[Dataset items on where objects appear]

========

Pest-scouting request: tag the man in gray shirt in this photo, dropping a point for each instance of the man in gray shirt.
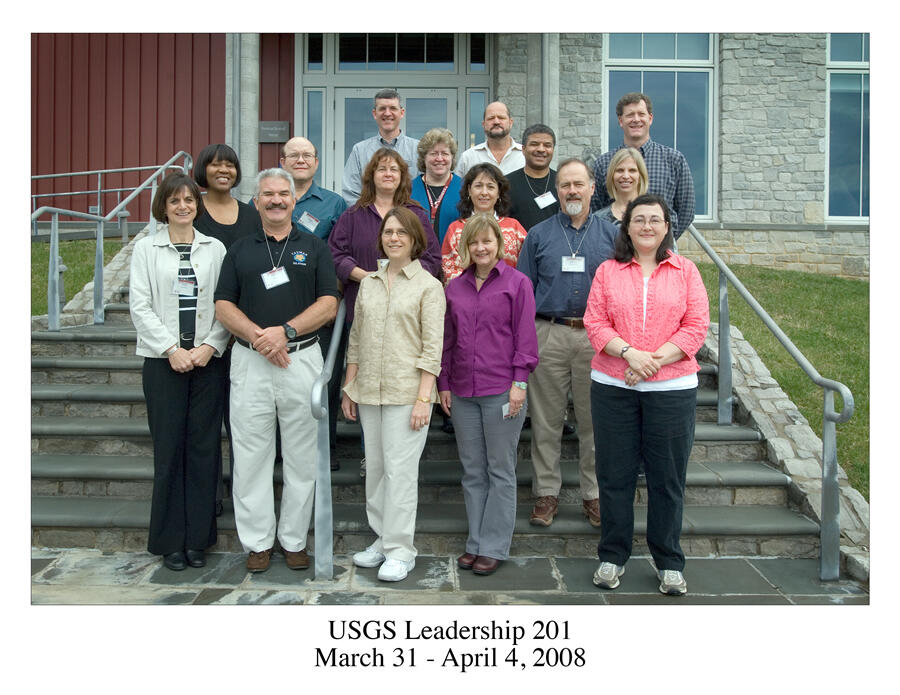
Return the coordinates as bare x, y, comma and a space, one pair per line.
387, 113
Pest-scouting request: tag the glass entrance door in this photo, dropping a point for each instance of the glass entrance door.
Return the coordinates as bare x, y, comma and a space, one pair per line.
425, 109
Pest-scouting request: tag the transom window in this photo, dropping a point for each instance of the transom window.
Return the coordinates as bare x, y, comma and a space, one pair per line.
848, 126
676, 72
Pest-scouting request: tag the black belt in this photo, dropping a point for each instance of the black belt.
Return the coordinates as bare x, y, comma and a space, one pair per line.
570, 322
291, 346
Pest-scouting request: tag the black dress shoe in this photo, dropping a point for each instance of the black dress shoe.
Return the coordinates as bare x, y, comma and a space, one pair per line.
175, 561
195, 558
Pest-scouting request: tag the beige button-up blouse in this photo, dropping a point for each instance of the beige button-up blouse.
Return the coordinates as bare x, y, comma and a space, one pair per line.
395, 333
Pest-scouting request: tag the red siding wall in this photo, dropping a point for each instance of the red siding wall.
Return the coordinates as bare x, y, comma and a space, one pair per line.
276, 89
102, 101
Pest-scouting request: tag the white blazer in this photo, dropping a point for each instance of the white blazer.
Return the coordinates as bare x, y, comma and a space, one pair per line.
154, 301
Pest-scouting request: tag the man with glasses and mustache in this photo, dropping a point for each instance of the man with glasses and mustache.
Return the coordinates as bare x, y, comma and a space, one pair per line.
560, 256
276, 289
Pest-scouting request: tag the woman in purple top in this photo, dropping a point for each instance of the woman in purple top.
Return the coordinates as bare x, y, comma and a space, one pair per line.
354, 240
490, 348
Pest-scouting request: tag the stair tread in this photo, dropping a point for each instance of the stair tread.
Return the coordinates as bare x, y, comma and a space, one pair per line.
446, 472
109, 512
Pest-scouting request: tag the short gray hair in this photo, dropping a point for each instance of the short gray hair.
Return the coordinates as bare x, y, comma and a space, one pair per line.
274, 173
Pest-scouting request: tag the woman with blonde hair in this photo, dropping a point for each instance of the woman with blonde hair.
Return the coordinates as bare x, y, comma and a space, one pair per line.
626, 179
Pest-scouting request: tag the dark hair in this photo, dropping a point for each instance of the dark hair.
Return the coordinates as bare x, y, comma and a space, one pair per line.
211, 153
535, 129
404, 188
411, 224
624, 249
633, 98
465, 205
170, 185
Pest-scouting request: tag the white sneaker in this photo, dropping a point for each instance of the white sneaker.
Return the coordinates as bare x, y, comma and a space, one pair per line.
368, 557
607, 575
395, 570
672, 582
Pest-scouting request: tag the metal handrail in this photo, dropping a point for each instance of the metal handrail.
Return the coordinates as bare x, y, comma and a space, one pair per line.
53, 301
324, 519
830, 527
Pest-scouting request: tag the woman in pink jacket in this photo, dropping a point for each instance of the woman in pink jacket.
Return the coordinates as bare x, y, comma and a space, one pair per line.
647, 316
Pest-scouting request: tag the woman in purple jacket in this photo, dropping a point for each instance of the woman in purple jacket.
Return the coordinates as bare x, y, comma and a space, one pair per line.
490, 348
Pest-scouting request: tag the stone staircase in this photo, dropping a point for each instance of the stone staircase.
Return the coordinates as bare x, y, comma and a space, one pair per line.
92, 470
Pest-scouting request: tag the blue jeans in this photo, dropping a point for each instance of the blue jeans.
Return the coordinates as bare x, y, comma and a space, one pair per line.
629, 426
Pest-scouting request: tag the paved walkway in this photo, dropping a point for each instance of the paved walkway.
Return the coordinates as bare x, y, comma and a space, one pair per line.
85, 576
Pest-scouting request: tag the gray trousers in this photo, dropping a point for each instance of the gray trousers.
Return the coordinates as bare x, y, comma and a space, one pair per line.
487, 446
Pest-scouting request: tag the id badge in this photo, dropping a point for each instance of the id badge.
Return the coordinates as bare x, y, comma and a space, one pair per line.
309, 222
184, 287
275, 277
545, 199
573, 264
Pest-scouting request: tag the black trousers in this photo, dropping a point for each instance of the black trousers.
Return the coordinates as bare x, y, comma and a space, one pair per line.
184, 411
658, 428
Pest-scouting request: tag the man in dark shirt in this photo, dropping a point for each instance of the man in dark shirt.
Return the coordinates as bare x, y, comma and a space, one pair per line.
276, 289
533, 187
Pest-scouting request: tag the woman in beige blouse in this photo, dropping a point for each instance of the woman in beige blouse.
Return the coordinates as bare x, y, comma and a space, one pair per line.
393, 360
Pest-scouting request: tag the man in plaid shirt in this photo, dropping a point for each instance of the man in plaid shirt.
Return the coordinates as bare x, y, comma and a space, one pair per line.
667, 169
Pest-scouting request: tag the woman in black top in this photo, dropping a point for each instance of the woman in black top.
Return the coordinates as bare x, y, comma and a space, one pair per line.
227, 219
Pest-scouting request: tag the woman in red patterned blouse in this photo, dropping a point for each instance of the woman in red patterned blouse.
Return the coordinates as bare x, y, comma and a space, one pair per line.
484, 189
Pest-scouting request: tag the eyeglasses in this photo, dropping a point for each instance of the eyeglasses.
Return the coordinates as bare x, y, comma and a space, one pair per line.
294, 156
643, 221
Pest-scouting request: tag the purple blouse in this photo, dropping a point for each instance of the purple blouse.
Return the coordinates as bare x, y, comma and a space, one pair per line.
354, 242
489, 336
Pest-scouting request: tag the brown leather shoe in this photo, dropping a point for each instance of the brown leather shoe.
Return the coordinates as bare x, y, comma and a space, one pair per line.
544, 510
591, 509
485, 565
259, 562
465, 561
296, 560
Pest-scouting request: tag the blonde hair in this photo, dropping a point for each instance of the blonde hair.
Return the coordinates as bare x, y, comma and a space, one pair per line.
475, 225
619, 157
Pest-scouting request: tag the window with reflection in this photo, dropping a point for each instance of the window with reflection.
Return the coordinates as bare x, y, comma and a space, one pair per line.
848, 125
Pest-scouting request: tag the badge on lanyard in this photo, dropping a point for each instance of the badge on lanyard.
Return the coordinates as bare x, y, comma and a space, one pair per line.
275, 277
545, 199
573, 264
308, 221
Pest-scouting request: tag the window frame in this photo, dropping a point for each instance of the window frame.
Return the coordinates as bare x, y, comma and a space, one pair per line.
842, 67
709, 66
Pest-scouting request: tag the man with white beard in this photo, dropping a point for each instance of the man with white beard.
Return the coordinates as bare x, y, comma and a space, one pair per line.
560, 256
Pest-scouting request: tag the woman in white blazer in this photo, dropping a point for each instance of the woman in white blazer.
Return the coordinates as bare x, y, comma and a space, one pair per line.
173, 277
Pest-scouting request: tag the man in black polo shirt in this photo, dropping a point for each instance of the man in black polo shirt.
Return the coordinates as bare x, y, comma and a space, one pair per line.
532, 189
276, 288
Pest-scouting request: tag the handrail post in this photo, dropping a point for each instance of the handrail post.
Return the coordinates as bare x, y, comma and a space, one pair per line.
99, 317
53, 276
724, 398
830, 533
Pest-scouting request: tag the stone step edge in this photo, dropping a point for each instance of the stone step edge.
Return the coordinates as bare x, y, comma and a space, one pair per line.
64, 426
442, 518
436, 472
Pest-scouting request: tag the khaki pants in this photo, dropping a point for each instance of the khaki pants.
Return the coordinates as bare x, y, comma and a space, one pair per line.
565, 364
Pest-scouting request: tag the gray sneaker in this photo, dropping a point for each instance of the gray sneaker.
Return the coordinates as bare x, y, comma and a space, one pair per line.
672, 582
607, 575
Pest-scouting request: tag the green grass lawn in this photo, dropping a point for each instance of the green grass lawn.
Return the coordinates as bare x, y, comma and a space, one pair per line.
78, 257
827, 318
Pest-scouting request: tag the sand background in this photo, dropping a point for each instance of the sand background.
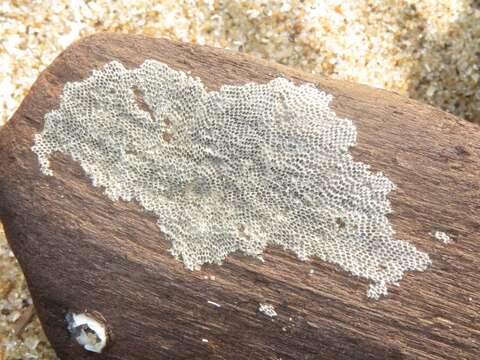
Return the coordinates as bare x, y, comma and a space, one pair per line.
428, 50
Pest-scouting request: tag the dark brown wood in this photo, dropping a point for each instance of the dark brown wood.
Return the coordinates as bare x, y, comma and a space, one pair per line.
79, 250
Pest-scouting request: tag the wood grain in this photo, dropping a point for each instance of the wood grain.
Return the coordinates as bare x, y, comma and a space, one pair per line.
81, 251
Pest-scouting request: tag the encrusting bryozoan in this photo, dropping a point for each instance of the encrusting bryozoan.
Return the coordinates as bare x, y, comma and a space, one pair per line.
236, 169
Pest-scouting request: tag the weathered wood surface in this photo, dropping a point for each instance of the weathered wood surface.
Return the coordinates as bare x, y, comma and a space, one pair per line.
79, 250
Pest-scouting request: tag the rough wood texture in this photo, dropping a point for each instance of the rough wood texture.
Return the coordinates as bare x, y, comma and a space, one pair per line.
81, 251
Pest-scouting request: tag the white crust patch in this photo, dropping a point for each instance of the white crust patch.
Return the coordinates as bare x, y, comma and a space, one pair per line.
241, 168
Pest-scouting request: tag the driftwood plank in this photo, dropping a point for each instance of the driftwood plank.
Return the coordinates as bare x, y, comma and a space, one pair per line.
81, 251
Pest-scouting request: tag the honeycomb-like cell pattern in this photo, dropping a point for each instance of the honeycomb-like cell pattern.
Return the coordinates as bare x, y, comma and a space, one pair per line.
236, 169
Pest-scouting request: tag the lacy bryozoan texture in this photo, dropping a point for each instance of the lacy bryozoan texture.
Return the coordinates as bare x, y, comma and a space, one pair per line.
241, 168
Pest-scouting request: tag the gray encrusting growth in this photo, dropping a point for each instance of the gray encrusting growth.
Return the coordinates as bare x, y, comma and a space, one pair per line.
236, 169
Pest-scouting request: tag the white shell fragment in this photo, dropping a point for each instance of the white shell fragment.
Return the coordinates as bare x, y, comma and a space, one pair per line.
443, 237
267, 309
87, 331
241, 168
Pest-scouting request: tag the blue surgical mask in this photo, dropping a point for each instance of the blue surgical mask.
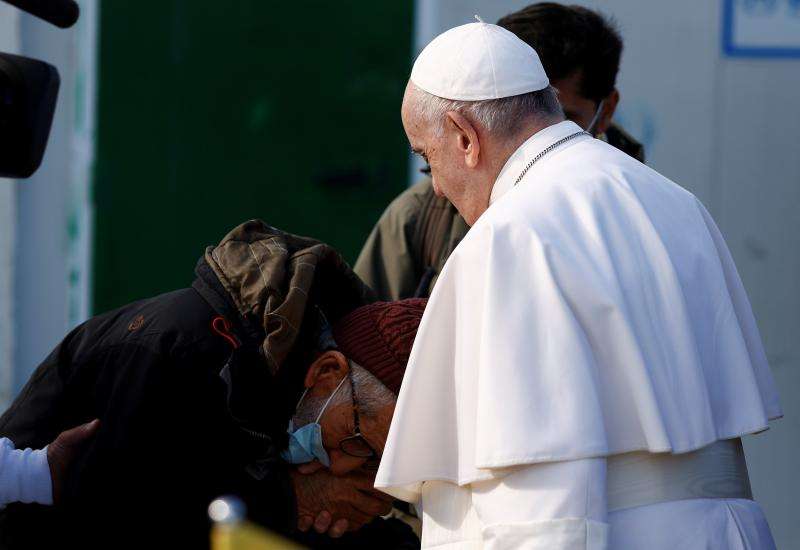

========

#### DIRECTIONS FOR THIS TASK
Edit the lines from the one containing "Pest-scouting request: tag the lacy" through the end of the items, replacing "white shell fragment" with "broken shell piece" and keeping everything else unchanged. Leave the pictures out of your answer.

#### TASK RESULT
Pest-scouting request: tag the lacy bryozoan texture in this photo, dropping a point for each instance of the lacy bryozoan texture.
Return the coordinates as bare x, y, comma and a space, one pair per line.
241, 168
Pest-scouting request: tag the gray encrusting growth in this photo, dropping a point for each instance of the gray encrusting growth.
Return the coordinates as bare x, y, comma and a space, one pair per line.
236, 169
Pest-scouting request: tag the broken shell piece in this photo, dropping a point for each instance of the broken shell piece.
Return the coordinates as bare x, y, comma and a space, one pair per line.
443, 237
267, 309
87, 331
241, 168
Pest-scouting request: tag the blue surgical mask in this photo, dropping a point for each instance of the blue surgical mask.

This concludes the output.